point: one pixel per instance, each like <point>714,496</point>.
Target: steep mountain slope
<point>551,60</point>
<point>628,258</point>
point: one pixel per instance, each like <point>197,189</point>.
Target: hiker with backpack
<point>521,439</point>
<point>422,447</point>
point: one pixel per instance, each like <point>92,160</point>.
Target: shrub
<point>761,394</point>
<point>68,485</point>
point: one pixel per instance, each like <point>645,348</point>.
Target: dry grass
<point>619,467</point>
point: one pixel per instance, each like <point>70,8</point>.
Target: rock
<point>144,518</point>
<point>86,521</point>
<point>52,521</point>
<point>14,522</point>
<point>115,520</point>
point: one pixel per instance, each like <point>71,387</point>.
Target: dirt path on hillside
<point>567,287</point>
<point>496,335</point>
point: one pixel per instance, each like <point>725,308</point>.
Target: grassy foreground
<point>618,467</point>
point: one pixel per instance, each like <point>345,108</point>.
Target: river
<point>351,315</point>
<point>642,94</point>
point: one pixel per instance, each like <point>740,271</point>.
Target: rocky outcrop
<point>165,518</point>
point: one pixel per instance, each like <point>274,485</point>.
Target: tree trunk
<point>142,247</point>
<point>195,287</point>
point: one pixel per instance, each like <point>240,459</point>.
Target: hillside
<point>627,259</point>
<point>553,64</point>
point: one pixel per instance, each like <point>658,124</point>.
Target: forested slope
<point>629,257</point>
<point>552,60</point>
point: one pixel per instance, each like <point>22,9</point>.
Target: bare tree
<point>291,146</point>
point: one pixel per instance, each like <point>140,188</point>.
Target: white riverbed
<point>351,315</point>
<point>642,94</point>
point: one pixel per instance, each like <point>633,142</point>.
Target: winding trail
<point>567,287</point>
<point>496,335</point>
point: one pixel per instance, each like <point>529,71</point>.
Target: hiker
::::
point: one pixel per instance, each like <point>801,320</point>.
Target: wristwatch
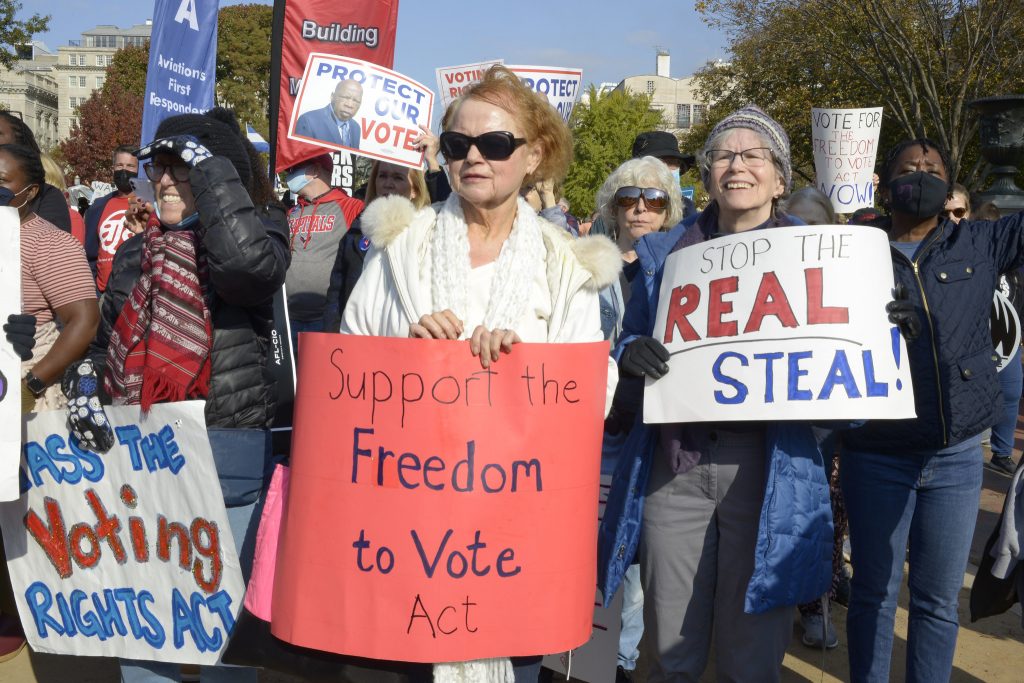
::::
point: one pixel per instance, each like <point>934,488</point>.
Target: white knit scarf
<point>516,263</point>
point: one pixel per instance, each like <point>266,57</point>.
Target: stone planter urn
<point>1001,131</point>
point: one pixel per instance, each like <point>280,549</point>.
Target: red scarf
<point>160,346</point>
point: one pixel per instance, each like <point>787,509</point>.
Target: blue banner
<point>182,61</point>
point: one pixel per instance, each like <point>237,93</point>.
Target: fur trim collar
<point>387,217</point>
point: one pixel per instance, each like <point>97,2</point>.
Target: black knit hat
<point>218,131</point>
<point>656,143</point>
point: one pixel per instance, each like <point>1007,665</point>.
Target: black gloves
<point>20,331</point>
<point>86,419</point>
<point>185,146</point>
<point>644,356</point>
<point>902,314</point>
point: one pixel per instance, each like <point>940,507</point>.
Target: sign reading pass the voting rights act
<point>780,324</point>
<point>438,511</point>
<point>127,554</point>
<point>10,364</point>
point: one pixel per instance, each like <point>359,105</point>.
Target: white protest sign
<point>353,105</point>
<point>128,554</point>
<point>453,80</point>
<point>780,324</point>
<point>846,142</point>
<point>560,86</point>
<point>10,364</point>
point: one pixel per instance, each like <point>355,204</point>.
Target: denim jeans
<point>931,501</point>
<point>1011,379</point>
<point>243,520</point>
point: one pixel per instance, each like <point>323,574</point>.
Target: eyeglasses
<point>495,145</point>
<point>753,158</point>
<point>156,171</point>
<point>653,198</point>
::::
• **Problem to work on**: Copy out only the lines above from the one with "Target: steep mountain slope" to the one with "point: one pixel per instance, each like <point>633,142</point>.", inclusive, exactly as they stand.

• **Result for this exercise**:
Target: steep mountain slope
<point>551,60</point>
<point>628,258</point>
point: one pixel per instance, each like <point>197,189</point>.
Target: hiker with backpack
<point>521,439</point>
<point>422,447</point>
point: one pixel per instance, each like <point>92,160</point>.
Target: shrub
<point>761,394</point>
<point>68,485</point>
point: one pixel per instance, each like <point>645,348</point>.
Target: dry grass
<point>619,467</point>
point: one pixel per instance, each like <point>70,8</point>.
Target: rock
<point>144,518</point>
<point>86,521</point>
<point>52,521</point>
<point>14,522</point>
<point>115,520</point>
point: one pixel per instance, each like <point>71,387</point>.
Target: dirt path on hillside
<point>567,287</point>
<point>496,335</point>
point: one pixel per instance, each like <point>725,308</point>.
Target: grassy foreground
<point>618,467</point>
point: one pixel per instance, each like <point>345,108</point>.
Target: river
<point>351,315</point>
<point>642,94</point>
point: one pixel per instance, each like <point>740,271</point>.
Target: rocky outcrop
<point>165,518</point>
point: one pixel per instance, each like <point>274,485</point>.
Target: tree trunk
<point>142,247</point>
<point>195,287</point>
point: one pixel per instance, each like <point>240,459</point>.
Target: hillside
<point>627,259</point>
<point>553,64</point>
point: one pixel per instance, each like <point>658,124</point>.
Target: forested slope
<point>629,257</point>
<point>552,60</point>
point: one pixel per instance, each like <point>22,9</point>.
Target: bare tree
<point>291,146</point>
point: one pixel per instance, each like <point>140,188</point>.
Target: white riverbed
<point>351,315</point>
<point>642,94</point>
point: one pixel per instance, each like <point>633,142</point>.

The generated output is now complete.